→ What the task requires
Search the data for "below". Return each matching line.

→ Records for processing
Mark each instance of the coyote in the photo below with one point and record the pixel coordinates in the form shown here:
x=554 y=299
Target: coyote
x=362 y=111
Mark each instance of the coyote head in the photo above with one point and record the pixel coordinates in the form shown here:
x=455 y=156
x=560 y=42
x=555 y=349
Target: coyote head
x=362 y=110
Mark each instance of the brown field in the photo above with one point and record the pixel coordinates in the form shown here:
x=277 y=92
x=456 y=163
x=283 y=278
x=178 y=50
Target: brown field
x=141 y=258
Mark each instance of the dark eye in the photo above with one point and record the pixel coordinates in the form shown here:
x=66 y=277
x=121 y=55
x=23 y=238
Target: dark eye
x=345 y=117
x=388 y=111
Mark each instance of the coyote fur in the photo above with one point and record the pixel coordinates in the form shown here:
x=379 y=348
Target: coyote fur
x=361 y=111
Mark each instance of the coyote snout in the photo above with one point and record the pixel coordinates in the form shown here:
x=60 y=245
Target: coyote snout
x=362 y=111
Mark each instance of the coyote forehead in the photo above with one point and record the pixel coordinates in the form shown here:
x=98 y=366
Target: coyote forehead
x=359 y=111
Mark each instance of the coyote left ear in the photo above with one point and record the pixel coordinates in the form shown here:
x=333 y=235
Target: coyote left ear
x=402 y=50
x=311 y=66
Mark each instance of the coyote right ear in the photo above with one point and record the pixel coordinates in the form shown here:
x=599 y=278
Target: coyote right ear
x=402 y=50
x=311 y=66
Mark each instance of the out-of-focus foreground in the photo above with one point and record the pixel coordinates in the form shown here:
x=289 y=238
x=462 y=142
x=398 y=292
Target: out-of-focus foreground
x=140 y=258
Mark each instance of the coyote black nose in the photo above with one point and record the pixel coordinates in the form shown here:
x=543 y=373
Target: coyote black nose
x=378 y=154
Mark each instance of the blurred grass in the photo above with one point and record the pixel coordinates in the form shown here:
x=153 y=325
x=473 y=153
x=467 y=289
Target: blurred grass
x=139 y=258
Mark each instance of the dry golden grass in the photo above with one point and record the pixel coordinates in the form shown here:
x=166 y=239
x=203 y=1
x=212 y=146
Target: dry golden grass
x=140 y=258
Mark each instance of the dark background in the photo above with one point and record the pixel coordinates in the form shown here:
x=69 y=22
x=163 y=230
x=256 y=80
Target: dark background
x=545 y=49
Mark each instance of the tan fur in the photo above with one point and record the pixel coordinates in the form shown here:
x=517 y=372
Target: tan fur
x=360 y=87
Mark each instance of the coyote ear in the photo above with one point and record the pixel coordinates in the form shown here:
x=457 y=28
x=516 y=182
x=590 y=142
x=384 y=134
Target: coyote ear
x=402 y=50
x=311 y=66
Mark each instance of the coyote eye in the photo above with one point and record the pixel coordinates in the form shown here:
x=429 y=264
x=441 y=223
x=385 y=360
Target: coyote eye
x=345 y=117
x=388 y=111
* * *
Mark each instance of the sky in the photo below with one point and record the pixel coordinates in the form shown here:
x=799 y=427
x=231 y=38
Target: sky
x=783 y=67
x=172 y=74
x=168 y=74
==
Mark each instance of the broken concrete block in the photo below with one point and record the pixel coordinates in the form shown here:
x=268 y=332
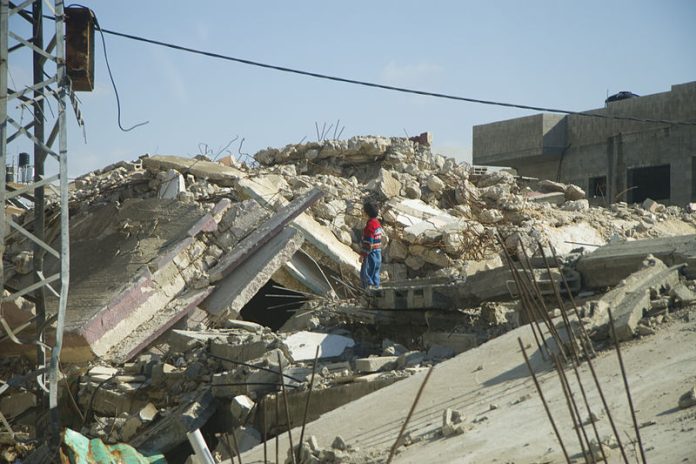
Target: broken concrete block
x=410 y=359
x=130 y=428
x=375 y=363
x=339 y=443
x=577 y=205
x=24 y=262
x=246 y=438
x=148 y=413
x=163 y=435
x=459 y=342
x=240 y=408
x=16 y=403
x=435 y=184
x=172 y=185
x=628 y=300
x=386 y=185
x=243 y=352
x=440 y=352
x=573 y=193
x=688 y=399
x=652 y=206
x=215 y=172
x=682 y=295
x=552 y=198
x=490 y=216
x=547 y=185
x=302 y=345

→ Answer to this task
Mark each instance of the coyote in the photo below with one point and record the pixel coordinates in the form shown here:
Mark each instance of the sky in the photo below with one point and record the pixel coordinates in the form shown here:
Mark each instance of the broken concrete block in the photo below with one point and record the pixel coordinates in the form shown here:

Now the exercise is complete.